_RECORD SET_
--

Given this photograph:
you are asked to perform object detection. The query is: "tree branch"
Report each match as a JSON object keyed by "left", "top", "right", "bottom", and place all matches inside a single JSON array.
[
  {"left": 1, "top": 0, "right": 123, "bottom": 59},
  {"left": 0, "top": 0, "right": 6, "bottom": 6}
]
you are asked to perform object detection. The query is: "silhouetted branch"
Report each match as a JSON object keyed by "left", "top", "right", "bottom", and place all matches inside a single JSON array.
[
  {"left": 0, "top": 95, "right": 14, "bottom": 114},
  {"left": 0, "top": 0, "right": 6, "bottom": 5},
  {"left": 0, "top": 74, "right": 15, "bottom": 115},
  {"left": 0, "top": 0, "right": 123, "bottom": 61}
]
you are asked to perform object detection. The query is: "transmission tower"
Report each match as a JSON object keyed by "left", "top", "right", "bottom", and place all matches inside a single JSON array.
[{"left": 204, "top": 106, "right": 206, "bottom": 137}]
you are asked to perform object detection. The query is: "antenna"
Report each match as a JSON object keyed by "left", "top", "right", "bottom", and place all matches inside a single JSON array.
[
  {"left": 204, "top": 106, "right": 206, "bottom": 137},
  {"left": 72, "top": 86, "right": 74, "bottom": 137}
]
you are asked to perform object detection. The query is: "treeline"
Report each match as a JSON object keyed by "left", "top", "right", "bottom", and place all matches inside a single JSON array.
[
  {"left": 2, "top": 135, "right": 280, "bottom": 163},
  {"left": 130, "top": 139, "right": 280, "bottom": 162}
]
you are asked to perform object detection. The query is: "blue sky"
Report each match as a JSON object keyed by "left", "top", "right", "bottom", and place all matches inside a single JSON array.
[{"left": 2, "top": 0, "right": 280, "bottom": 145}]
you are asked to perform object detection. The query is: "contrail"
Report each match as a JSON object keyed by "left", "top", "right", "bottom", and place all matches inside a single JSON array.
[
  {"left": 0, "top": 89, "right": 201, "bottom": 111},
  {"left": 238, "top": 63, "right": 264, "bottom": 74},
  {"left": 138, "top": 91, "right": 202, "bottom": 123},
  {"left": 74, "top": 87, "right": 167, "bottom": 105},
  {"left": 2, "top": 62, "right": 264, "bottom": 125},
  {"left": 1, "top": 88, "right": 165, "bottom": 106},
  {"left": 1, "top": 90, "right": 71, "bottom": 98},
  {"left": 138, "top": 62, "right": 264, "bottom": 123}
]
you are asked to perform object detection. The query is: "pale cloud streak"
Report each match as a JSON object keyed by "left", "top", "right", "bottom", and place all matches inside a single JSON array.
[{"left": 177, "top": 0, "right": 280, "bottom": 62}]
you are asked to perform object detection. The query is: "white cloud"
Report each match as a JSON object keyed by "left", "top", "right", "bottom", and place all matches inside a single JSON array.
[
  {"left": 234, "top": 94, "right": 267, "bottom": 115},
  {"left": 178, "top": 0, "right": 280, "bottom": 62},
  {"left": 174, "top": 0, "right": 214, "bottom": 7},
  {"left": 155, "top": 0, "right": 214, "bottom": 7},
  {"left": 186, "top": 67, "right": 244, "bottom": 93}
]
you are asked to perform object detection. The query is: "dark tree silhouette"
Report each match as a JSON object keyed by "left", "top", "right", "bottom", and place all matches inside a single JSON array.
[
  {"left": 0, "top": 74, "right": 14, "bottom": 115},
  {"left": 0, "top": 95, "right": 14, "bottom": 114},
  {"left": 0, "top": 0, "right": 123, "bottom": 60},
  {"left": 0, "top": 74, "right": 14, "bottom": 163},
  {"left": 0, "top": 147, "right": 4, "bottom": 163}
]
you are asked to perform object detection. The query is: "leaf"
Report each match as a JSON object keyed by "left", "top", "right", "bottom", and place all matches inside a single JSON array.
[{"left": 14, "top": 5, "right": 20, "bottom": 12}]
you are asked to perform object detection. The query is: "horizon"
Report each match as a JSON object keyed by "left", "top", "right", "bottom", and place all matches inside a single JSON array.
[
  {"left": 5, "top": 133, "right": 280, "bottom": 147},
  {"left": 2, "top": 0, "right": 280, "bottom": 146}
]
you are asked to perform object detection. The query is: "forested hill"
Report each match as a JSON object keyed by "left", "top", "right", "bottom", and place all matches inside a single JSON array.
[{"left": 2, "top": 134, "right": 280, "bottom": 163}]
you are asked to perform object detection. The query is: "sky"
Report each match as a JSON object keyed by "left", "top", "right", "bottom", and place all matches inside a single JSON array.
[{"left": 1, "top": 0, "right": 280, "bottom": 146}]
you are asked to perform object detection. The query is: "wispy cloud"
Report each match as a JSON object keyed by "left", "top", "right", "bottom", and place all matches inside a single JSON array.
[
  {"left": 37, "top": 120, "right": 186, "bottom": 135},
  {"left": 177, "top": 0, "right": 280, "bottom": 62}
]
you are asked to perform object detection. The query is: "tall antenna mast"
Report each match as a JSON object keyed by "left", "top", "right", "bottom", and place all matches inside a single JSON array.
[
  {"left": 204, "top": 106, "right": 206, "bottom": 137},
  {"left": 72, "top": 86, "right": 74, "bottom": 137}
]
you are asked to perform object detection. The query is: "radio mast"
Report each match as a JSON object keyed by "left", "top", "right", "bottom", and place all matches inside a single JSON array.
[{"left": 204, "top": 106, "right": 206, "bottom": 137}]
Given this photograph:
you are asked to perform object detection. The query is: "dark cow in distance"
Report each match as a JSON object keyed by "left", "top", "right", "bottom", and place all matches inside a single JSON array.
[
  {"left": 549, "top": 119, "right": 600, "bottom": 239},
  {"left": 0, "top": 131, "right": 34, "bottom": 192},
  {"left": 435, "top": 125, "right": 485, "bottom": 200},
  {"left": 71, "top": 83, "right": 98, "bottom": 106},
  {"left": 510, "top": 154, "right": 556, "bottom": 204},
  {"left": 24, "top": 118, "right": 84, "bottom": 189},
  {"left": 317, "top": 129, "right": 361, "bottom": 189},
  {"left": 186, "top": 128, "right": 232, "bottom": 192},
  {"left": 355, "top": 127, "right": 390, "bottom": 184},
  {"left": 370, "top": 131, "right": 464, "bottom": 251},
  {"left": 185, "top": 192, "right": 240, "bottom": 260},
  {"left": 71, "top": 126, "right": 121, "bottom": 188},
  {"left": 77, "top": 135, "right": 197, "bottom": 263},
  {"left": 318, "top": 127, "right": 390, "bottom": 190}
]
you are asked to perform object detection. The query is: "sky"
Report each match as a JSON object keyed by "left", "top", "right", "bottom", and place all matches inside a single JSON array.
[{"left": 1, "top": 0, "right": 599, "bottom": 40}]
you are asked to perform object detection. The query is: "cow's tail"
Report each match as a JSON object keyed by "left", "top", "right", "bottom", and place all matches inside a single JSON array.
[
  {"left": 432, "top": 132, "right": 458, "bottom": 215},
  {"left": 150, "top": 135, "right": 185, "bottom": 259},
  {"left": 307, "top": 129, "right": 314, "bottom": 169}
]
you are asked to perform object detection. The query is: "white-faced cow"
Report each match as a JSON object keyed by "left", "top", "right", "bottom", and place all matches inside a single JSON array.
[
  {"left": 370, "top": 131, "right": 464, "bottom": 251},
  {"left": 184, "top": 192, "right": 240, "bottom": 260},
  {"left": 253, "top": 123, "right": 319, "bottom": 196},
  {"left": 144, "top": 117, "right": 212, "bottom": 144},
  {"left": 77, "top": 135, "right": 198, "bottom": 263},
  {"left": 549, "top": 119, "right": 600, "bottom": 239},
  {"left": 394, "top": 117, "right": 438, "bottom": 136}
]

--

_ABOUT THIS EXERCISE_
Look through the listing above, please, and state how many lines hold the word "white"; the number alone is the answer.

_EXPECTED ANSWER_
2